▶ [Problem details]: Copy out, word for word, the stretch of the entries below from the line containing "like [813, 265]." through the last line of the entries.

▶ [Task input]:

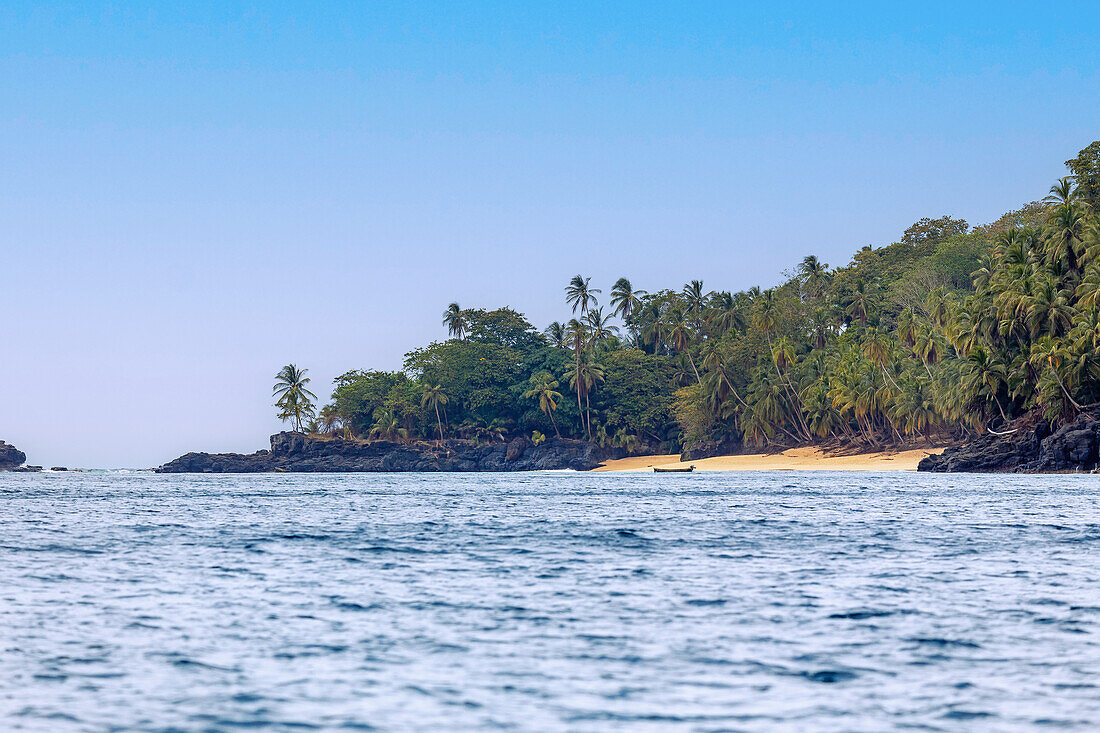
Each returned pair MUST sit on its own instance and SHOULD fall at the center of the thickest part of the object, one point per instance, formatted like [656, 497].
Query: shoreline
[793, 459]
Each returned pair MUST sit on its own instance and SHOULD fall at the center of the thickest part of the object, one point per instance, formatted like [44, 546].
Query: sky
[193, 195]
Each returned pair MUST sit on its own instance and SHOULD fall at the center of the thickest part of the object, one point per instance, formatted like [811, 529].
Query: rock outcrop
[1034, 447]
[11, 457]
[297, 452]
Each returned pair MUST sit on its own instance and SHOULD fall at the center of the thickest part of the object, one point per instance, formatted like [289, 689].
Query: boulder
[1033, 446]
[11, 457]
[298, 452]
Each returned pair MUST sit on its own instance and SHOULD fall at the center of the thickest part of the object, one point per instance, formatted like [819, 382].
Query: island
[979, 346]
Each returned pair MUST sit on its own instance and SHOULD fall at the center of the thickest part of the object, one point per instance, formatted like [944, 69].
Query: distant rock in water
[298, 452]
[1034, 448]
[11, 457]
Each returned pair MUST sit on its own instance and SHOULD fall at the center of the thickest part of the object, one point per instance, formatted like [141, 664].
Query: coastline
[794, 459]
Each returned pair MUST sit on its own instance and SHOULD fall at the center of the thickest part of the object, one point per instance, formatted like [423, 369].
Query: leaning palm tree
[294, 398]
[591, 374]
[580, 294]
[435, 396]
[543, 386]
[454, 318]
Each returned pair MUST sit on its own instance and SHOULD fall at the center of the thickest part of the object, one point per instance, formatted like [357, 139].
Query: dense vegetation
[949, 331]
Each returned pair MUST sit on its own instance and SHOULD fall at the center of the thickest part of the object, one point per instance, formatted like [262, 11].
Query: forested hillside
[952, 330]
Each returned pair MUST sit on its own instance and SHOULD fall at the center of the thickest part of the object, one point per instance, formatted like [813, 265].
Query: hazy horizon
[196, 196]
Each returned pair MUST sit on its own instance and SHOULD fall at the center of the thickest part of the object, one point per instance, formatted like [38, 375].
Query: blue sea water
[549, 602]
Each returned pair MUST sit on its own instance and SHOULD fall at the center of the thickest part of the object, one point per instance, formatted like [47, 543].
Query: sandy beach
[795, 459]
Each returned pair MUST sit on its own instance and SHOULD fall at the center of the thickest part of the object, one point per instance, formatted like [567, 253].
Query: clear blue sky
[196, 194]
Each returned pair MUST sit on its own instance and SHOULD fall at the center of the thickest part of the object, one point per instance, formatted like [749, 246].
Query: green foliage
[295, 401]
[948, 330]
[359, 393]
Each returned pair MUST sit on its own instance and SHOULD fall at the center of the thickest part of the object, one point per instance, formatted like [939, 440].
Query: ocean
[549, 602]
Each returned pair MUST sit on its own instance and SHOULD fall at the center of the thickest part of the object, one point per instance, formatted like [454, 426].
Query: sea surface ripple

▶ [The output]:
Each returned pair MUST sit on its own instance and SHOULD fall at the center of the thickest part of the object, one point per instance, formatted like [813, 265].
Query: hazy horizon
[196, 196]
Each returned pair MUST sit on its own instance and SHOULD fall at the center of the thickest part of the object, one point per instance, formatted like [38, 375].
Query: blue sea water
[549, 602]
Each returned pair MUST sit on its own instance and SHOULD fall at the center of the thickest part of the object, one point per instance, formatted like [47, 543].
Query: sandy beach
[795, 459]
Each returned pair MUST sit on its own instance and SHOULD fall at the center of the thickest part of the object, one point per instance, formatted like [567, 253].
Query: clear blue sky
[196, 194]
Each returned pair MUST sit on its own instance and SHOULD fall at the center of the thickest part of the object, one point per instance, formatted like [749, 246].
Query: green foliage
[295, 401]
[948, 330]
[359, 393]
Each returned pair MUST sit on its own instance and SHOULD fall at the center of the thickest part of the object, one point per instance, formatted like [939, 440].
Query: ocean
[549, 602]
Each returned pair MUST sit on its own instance and SHOULD fall at the center of the thickest part of the object, one point per instance, formatted like [454, 426].
Query: sea surface ripple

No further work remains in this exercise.